Provided material
....
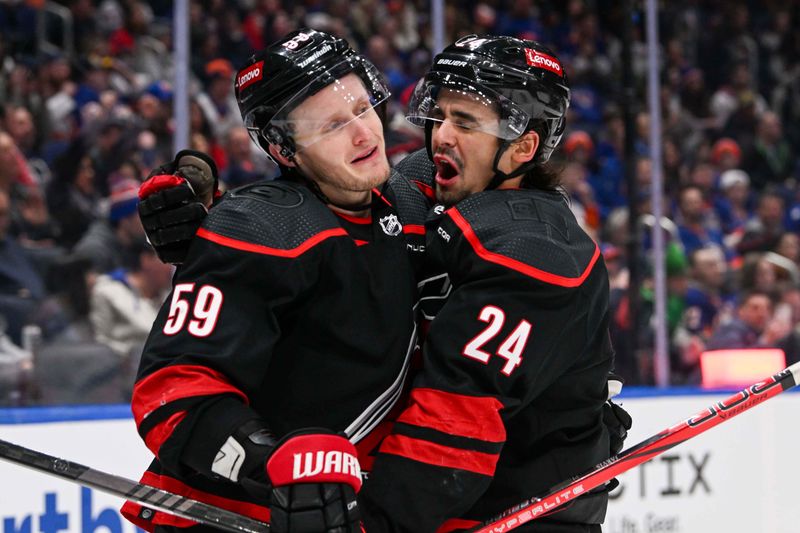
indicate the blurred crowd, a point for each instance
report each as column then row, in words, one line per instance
column 85, row 114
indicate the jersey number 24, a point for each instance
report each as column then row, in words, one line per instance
column 510, row 349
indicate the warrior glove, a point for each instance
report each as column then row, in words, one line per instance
column 174, row 201
column 310, row 478
column 315, row 478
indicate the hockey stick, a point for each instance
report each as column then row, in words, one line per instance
column 647, row 449
column 130, row 490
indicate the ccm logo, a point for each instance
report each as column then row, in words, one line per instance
column 250, row 75
column 310, row 464
column 538, row 59
column 294, row 42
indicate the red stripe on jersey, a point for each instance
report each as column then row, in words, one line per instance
column 457, row 523
column 416, row 229
column 176, row 382
column 162, row 431
column 427, row 452
column 456, row 414
column 354, row 220
column 519, row 266
column 266, row 250
column 131, row 510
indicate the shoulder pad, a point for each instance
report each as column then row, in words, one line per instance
column 278, row 215
column 533, row 232
column 418, row 168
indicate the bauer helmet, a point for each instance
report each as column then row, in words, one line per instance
column 279, row 78
column 522, row 81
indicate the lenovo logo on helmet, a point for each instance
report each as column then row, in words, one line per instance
column 251, row 75
column 452, row 62
column 540, row 60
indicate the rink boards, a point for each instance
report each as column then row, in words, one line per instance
column 739, row 477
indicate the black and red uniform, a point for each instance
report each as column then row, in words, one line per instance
column 509, row 400
column 261, row 323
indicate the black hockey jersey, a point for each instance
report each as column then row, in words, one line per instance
column 509, row 400
column 286, row 311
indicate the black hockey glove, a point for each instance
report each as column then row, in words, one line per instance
column 616, row 419
column 310, row 479
column 175, row 200
column 617, row 422
column 315, row 476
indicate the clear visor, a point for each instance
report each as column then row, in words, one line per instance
column 473, row 107
column 349, row 91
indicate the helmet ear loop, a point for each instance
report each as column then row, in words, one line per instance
column 429, row 138
column 500, row 176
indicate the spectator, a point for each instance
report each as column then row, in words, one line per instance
column 732, row 206
column 770, row 161
column 125, row 301
column 71, row 196
column 242, row 166
column 749, row 328
column 108, row 238
column 217, row 101
column 761, row 233
column 708, row 295
column 726, row 154
column 695, row 227
column 21, row 285
column 789, row 247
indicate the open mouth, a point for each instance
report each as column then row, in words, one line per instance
column 446, row 169
column 365, row 155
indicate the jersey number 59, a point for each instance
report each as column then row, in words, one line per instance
column 510, row 349
column 204, row 312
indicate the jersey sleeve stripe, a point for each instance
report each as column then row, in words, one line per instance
column 161, row 432
column 176, row 382
column 131, row 510
column 519, row 266
column 266, row 250
column 456, row 414
column 415, row 229
column 439, row 455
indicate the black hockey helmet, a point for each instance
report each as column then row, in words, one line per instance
column 523, row 81
column 280, row 77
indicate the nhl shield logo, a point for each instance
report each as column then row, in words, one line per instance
column 391, row 226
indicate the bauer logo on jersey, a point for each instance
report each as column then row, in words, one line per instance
column 251, row 75
column 391, row 225
column 311, row 464
column 538, row 59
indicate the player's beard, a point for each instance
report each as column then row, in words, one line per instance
column 345, row 178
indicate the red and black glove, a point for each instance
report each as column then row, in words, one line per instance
column 174, row 201
column 315, row 478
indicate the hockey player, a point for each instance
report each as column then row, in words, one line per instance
column 258, row 345
column 511, row 395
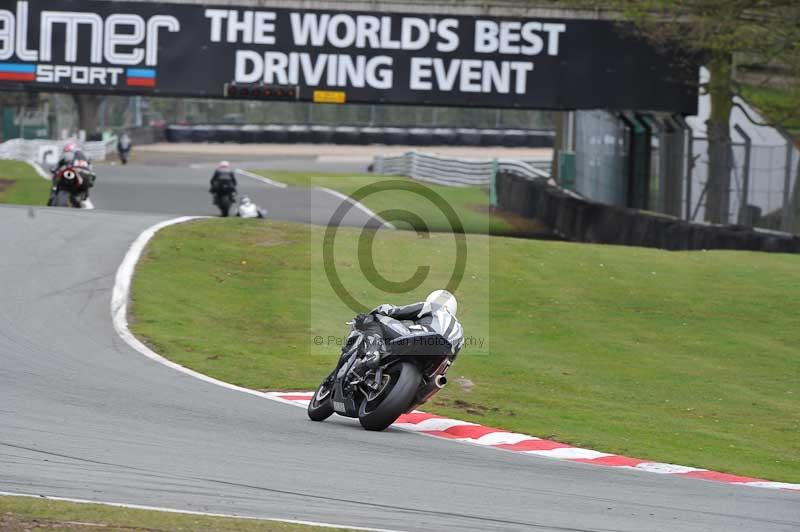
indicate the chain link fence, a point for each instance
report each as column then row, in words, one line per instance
column 656, row 163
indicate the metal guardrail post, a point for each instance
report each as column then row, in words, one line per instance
column 786, row 214
column 493, row 183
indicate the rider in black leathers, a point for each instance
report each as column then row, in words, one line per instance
column 224, row 179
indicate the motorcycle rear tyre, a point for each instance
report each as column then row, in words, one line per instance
column 62, row 199
column 320, row 410
column 397, row 400
column 224, row 205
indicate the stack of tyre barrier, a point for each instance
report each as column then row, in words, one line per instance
column 580, row 220
column 360, row 135
column 451, row 171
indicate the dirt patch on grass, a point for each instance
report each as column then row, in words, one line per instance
column 472, row 408
column 5, row 184
column 517, row 225
column 15, row 523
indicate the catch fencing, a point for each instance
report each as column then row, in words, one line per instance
column 47, row 152
column 457, row 172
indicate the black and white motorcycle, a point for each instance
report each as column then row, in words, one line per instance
column 377, row 384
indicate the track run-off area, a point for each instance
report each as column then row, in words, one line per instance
column 83, row 415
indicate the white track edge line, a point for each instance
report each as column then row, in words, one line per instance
column 357, row 205
column 193, row 512
column 261, row 178
column 38, row 169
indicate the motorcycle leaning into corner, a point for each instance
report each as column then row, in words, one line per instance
column 378, row 379
column 71, row 184
column 223, row 188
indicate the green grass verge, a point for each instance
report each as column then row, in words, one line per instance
column 21, row 185
column 471, row 204
column 688, row 358
column 27, row 513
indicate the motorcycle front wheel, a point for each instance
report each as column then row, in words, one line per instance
column 398, row 389
column 62, row 199
column 320, row 407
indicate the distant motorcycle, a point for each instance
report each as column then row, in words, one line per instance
column 71, row 186
column 377, row 390
column 124, row 146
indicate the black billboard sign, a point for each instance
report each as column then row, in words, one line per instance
column 362, row 57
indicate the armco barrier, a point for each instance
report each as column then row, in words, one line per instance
column 580, row 220
column 360, row 135
column 48, row 151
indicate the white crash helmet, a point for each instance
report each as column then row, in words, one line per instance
column 440, row 298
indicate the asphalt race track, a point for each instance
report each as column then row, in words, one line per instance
column 82, row 415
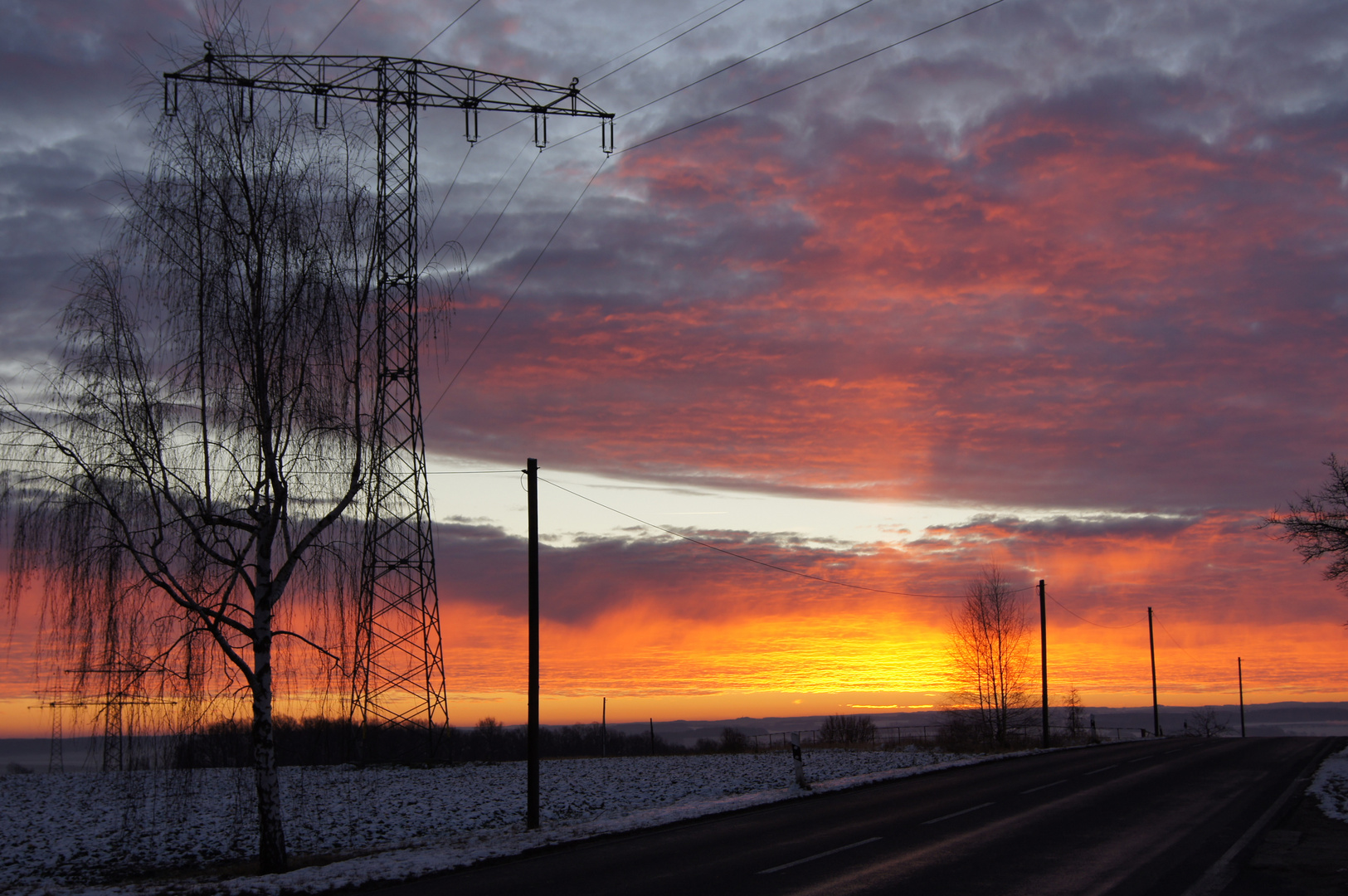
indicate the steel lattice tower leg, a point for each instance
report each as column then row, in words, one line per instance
column 399, row 667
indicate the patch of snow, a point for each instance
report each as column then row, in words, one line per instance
column 75, row 833
column 1331, row 786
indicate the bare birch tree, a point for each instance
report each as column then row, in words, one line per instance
column 1317, row 523
column 193, row 461
column 990, row 652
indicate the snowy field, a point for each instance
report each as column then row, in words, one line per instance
column 81, row 831
column 1331, row 786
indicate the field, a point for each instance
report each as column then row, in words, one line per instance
column 161, row 831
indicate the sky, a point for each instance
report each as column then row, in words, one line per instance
column 1057, row 287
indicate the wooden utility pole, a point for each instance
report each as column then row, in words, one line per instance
column 1044, row 660
column 532, row 470
column 1156, row 708
column 1240, row 680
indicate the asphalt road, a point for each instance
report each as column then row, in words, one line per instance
column 1149, row 816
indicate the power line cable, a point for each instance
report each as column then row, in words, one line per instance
column 744, row 557
column 662, row 45
column 1084, row 619
column 693, row 84
column 679, row 25
column 723, row 69
column 1175, row 641
column 511, row 298
column 502, row 213
column 813, row 77
column 441, row 32
column 334, row 27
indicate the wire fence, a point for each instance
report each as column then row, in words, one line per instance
column 899, row 736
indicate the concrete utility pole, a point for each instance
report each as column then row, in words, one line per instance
column 1240, row 680
column 532, row 813
column 1156, row 708
column 1044, row 662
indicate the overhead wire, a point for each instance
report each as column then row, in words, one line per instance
column 679, row 25
column 664, row 45
column 751, row 559
column 441, row 32
column 769, row 49
column 1173, row 639
column 1049, row 595
column 515, row 291
column 330, row 32
column 502, row 213
column 813, row 77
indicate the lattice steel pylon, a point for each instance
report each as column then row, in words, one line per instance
column 399, row 669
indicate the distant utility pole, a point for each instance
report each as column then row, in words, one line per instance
column 1240, row 680
column 1156, row 708
column 532, row 814
column 399, row 670
column 1044, row 662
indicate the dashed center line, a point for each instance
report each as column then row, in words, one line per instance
column 959, row 813
column 810, row 859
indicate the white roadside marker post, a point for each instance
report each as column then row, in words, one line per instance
column 800, row 764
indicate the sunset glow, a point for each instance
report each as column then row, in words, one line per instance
column 1060, row 289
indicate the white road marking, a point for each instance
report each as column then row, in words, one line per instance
column 810, row 859
column 959, row 813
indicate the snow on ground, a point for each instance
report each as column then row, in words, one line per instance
column 1331, row 786
column 75, row 831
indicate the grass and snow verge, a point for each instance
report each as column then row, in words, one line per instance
column 1331, row 786
column 75, row 833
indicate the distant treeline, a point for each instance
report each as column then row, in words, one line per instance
column 327, row 742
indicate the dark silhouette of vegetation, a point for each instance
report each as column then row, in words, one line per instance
column 990, row 652
column 1204, row 723
column 1317, row 523
column 329, row 742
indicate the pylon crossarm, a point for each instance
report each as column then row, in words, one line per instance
column 436, row 85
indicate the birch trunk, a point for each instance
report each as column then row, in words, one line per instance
column 271, row 835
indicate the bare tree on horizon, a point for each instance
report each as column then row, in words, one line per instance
column 190, row 469
column 990, row 652
column 1317, row 523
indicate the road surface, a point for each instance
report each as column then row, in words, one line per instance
column 1146, row 816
....
Instructions for the task
Every line of the listing that holds "field" is to be counted; give only the resulting number.

Task output
2